**Task description:** Transcribe each record exactly; skip any picture.

**Data under study:**
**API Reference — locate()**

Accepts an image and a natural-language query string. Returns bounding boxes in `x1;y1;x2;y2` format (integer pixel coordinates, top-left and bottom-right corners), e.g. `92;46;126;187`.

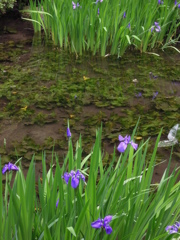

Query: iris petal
71;176;80;188
10;164;19;171
105;225;112;234
118;135;124;142
63;172;71;184
124;135;131;144
91;219;103;229
2;165;8;174
117;142;127;153
130;141;138;150
67;128;71;138
104;215;112;225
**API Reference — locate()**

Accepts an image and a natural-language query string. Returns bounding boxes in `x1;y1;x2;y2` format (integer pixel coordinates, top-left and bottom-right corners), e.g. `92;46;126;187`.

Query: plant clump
25;0;180;56
0;0;16;14
1;122;180;239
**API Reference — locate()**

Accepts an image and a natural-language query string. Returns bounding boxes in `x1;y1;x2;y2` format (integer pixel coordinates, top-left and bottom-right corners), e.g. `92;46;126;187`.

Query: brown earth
0;12;179;183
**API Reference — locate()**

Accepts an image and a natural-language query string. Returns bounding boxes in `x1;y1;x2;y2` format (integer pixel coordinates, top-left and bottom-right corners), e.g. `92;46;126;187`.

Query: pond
0;16;180;183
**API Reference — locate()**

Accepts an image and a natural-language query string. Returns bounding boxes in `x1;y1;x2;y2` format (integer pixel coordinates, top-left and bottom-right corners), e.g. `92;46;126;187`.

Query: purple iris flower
91;215;113;234
67;127;71;138
151;22;161;32
154;22;161;32
127;23;131;29
178;4;180;8
117;135;138;153
2;162;19;174
123;12;126;18
166;221;180;234
135;92;142;98
152;91;158;100
72;1;76;9
98;8;99;15
72;1;80;9
158;0;163;4
62;170;85;188
95;0;103;4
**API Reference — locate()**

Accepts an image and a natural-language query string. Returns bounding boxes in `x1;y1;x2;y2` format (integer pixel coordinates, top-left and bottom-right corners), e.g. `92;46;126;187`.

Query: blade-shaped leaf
67;227;76;237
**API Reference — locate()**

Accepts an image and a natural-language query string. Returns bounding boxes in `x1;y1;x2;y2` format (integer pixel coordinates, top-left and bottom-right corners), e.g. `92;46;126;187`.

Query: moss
0;0;16;14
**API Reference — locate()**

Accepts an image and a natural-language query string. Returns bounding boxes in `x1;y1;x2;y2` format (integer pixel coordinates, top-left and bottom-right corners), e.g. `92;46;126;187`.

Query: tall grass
23;0;180;56
1;125;180;239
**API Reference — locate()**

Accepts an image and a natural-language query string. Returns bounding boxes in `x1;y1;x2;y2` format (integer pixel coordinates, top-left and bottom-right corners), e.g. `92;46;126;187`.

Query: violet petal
105;225;112;234
71;176;80;188
117;142;128;153
91;219;103;229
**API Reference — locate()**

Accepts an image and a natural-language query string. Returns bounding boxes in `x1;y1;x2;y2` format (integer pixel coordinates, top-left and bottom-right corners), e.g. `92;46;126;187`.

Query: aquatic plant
117;135;138;153
91;215;113;234
23;0;180;57
1;123;180;239
151;22;161;32
0;0;16;14
62;170;85;188
67;127;71;138
166;221;180;235
2;162;19;174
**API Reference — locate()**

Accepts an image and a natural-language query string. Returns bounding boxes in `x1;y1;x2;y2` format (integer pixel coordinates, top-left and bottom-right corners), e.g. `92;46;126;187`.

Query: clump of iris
91;215;113;234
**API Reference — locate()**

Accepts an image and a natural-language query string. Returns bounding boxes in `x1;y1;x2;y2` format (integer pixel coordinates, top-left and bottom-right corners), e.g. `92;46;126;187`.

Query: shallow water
0;36;180;182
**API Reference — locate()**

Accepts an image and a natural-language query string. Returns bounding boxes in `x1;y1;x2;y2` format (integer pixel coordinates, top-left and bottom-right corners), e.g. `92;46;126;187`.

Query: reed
22;0;180;57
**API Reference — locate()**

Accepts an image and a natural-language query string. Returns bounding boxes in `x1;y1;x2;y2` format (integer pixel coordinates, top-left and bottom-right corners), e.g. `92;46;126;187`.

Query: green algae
0;40;180;162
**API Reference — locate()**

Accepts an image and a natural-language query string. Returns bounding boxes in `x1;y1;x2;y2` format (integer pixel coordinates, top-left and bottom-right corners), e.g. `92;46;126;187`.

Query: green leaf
38;218;59;240
132;35;141;42
67;226;76;237
126;35;131;44
103;27;107;32
44;225;53;240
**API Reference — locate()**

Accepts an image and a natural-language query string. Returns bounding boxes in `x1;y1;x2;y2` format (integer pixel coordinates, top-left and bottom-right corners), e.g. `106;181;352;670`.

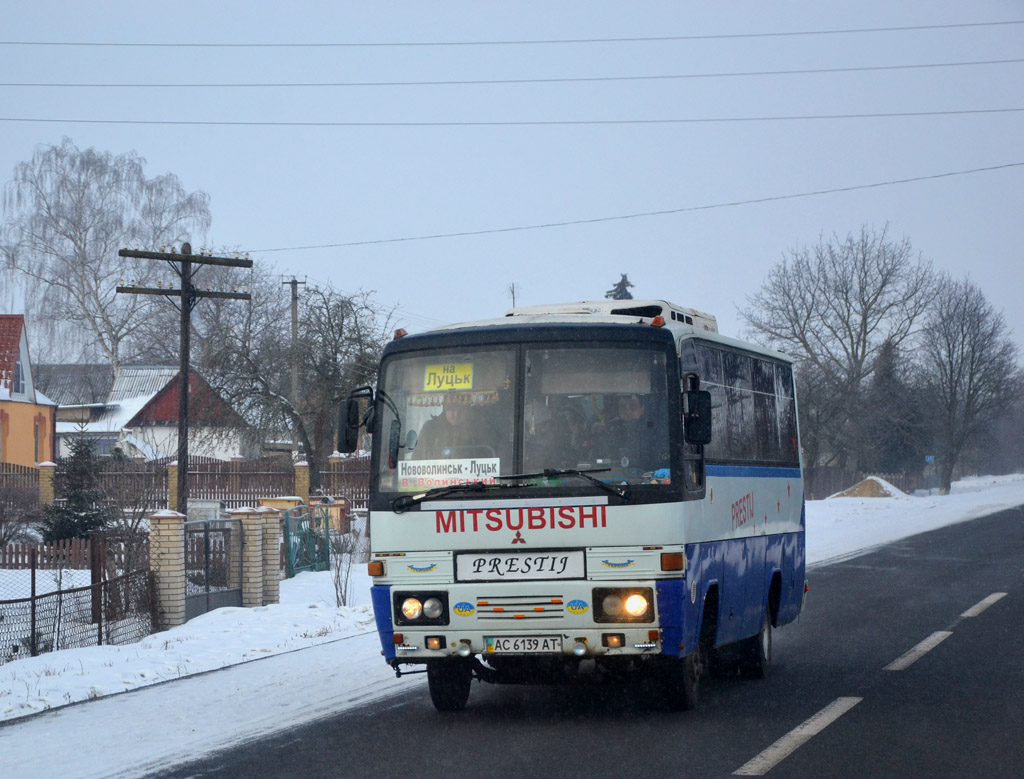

**Task answer:**
**API Reference — locate()**

Accepts an image and a natural-language query string. Returns bounding boxes in `x1;y1;x2;y2` format (integer pixel coordinates, top-left and bottom-right corners), e.g. `92;46;126;187`.


Query: iris petal
71;176;80;188
10;164;19;171
105;225;112;234
118;135;124;142
63;172;71;184
124;135;131;144
91;219;103;229
2;165;8;174
117;142;127;153
130;141;138;150
67;128;71;138
104;215;112;225
**API Reference — locate()**

Accepts an image and a natural-language query string. Returns bounding boxes in `x1;y1;x2;y2` format (integer pixel coordinates, top-left and bottom-right corners), e.g. `92;46;126;187`.

Query: plant clump
25;0;180;56
0;0;16;14
1;122;180;239
**API Reference — locate()**

Accepts an image and a natural-language query string. Returns bounding boxes in `x1;y1;x2;y2` format (integer pixel coordinates, top-left and bottom-right corners), e.g. `92;46;126;187`.

Query: brown earth
0;12;179;183
**API Reference — locate()**

Accepts an image and a natural-language query string. Returns bounding boxes in `x1;y1;x2;y2` format (integer pixel coordinates, top-left and bottom-right corners), e.g. `92;46;126;187`.

Query: pond
0;16;180;183
**API Reference — locate()**

Accepts an image and a natural-language query string. Returns bounding boxes in `x1;y1;x2;y2` format (integer pixel coordinates, top-left and bottom-right corners), e.g. `92;46;126;187`.

Query: purple iris flower
91;215;113;234
67;127;71;138
151;22;161;32
154;22;161;32
127;23;131;29
178;4;180;8
117;135;138;153
2;162;19;174
123;12;126;18
166;221;180;234
135;92;142;98
152;91;158;100
72;1;76;9
98;8;99;15
72;1;80;9
158;0;163;4
62;170;85;188
95;0;103;4
**API Reference — locate()**

Accepts an image and a natural-language query string. Returns bounding boxes in `x1;y1;x2;y2` format (integer pixel coordinates, top-left and bottom-right corners), e.g. `92;46;126;187`.

Query: blade-shaped leaf
67;227;76;237
**API Reference — locate()**

Accepts an image and a natural-language query string. Returns bounding boxes in `x1;y1;x2;y2` format (integer pixel coordinates, top-left and bottom-right corners), e.g. `92;46;126;187`.

Query: moss
0;0;16;14
**API Reference — locate()**

Accepts an image and a natural-language query string. Returns bounding boxes in `x1;y1;x2;y2` format (integer pixel coordinates, top-left and bottom-right corners), e.g. `92;46;126;187`.

Query: tall grass
23;0;180;56
1;125;180;239
**API Reference — locate()**

Accepts an image and a natural-language query string. Returns bounding boxes in `x1;y1;x2;y2` format (integer pixel coordinates, top-left and bottom-right corners), e.g. `92;46;126;187`.

Query: violet petal
105;225;112;234
71;176;80;188
117;142;128;153
91;219;103;229
**API Reference — locate()**

Accepts an image and a natural-language query string. Returns bounding boxes in `x1;y1;x2;y2` format (integer pixel coordinates, top-left and bottom-right corners), e.g. `92;46;126;187`.

Query: aquatic plant
117;135;138;153
91;215;113;234
23;0;180;57
1;123;180;239
151;22;161;32
0;0;16;14
62;170;85;188
67;127;71;138
166;221;180;235
2;162;19;174
**API Reference — locate()**

Accepts an image and a natural-language query string. Returns bounding boxes in `x1;y1;x2;y2` format (integer pixel coordinates, top-left and bottom-right corners), e.g. `92;46;126;187`.

Query: clump of iris
91;215;113;234
**API Reference — locate()**

Accepts an image and a natural-language query string. Returns bounding boxes in `x1;y1;x2;y2` format (integer pixel coordinates, top-left and bottom-right corners), e.g. `92;46;126;187`.

Query: shallow water
0;36;180;182
**API Reference — locate()**

Accepts an image and a natural-language query string. Returns bounding boxes in `x1;y1;x2;y2` format (integer pixel coordinates, top-left and bottom-right corners), e.g. `92;46;126;187`.

Query: reed
22;0;180;57
**API Reference — locate()**

Accepts an image and a natural-language query string. Returns bounding boxes in `x1;y1;x2;y2` format (integer pixel coordinates, top-left and bottom-right corners), e.g. `92;46;126;187`.

Query: green algae
0;40;180;162
**API Reference — locate()**

Accepts an image and a natural-language query string. Returns bounding boxes in `x1;y1;x2;y2` format (integer pixel coordinates, top-left and bottom-right corners), e.g. `92;46;126;187`.

Query: green leaf
38;218;59;240
132;35;141;42
67;226;76;237
126;35;131;44
103;27;107;32
44;225;53;240
**API Reference — locate()**

Accepts an image and a natural-language query string. Returns bounding boxes in `x1;y1;x2;y2` format (integer pixel coordinates, top-left and bottom-right corners), e.g. `106;181;352;670`.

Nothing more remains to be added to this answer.